C'est un scandale sanitaire, que le mouvement de contestation actuel aux Antilles françaises, provoqué par l'obligation vaccinale, a permis de remettre sur la table. De 1972 à 1993, un pesticide, connu sous le nom de chlordécone, a été utilisé dans les bananeraies en Guadeloupe et en Martinique afin de lutter contre le charançon, un insecte ravageur qui détruisait les cultures. Les planteurs de bananes réclament aujourd'hui réparation.

Une pollution pendant 700 ans 

 

C'est le cas également des habitants, trois associations et plus de 1.200 personnes mobilisées pour une action devant le tribunal administratif de Paris afin de condamner l'Etat. Un an et demi après cette action collective, une date d'audience a été fixée à l'été prochain.

"Lorsque le danger s'est révélé au monde entier à partir de 1975, l'Etat français n'a pris aucune disposition. Il a fallu que l'Europe se fâche dans les années 80 pour qu'en 1990, les produits soient interdits", rappelle Me Christophe Lèguevaques, l'un des avocats saisis du dossier. "Nous demandons, nous, l'indemnisation. Ce qu'on appelle le préjudice moral d'anxiété." 

Pour la population, l'Etat n'a pas protégé la population antillaise, contaminée à plus de 90% au chlordécone, ce perturbateur endocrinien reconnu comme neurotoxique et classé cancérogène "possible" dès 1979 par l’Organisation mondiale de la santé (OMS). "Ces populations sont exposées à un risque majeur et elles ont des craintes pour leur vie et celle de leurs enfants, voire de leurs arrière-petits-enfants, puisqu'on nous explique que la pollution va durer pendant 700 ans", alerte l'avocat.

→ **LISTE DES DONNÉES**
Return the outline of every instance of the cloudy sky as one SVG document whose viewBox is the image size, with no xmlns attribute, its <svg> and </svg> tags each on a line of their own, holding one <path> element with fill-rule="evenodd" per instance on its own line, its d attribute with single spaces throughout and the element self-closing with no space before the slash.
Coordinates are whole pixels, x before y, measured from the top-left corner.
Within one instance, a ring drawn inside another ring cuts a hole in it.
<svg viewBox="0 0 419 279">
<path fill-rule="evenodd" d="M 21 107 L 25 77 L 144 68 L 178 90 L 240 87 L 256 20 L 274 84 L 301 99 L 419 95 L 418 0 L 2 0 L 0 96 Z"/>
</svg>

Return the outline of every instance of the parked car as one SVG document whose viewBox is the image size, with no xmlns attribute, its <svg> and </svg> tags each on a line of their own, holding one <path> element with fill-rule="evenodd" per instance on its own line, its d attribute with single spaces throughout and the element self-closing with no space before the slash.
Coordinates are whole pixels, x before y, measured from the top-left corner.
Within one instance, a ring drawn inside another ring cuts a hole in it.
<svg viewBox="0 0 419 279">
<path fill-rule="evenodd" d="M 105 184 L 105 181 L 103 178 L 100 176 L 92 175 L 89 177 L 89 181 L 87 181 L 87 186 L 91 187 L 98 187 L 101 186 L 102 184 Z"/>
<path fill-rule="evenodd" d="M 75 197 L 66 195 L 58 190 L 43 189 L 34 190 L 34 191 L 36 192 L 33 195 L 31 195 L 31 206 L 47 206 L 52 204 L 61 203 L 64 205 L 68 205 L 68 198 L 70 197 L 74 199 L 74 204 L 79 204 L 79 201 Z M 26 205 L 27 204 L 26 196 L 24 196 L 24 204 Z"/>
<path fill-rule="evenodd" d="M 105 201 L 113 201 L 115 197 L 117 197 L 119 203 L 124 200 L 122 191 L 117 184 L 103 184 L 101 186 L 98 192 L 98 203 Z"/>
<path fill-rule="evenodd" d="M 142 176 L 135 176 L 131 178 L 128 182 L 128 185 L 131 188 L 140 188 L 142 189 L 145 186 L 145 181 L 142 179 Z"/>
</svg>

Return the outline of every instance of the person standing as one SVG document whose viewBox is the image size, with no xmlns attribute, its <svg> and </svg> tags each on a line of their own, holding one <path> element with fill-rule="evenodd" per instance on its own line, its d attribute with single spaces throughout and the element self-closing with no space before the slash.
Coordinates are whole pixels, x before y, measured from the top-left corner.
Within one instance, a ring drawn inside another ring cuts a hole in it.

→ **TRAVAIL DEMANDÉ**
Rédigez la suite de l'article sur le chlordécone aux Antilles, à partir de sa dernière phrase.

→ **CORRIGÉ**
Un quatrième "plan chlordécone"

Les plaignants demandent 15.000€ chacun, que les habitants soient indemnisés, et pas seulement les agriculteurs. Ils veulent aussi que l'Etat répare et agisse avec la création d'une convention citoyenne sur l'environnement aux Antilles, par exemple. Pour apaiser les tensions, un quatrième "Plan chlordécone" a été mis en place par le gouvernement.

Le ministre de l’Agriculture et de l’Alimentation Julien Denormandie a promis, le 28 novembre, un décret "avant la fin de l’année" pour faire reconnaître le cancer de la prostate comme maladie professionnelle et d'indemniser les agriculteurs. Loin d'être suffisant pour plus d’un millier de plaignants qui attendent encore que la justice reconnaisse la responsabilité de l’Etat.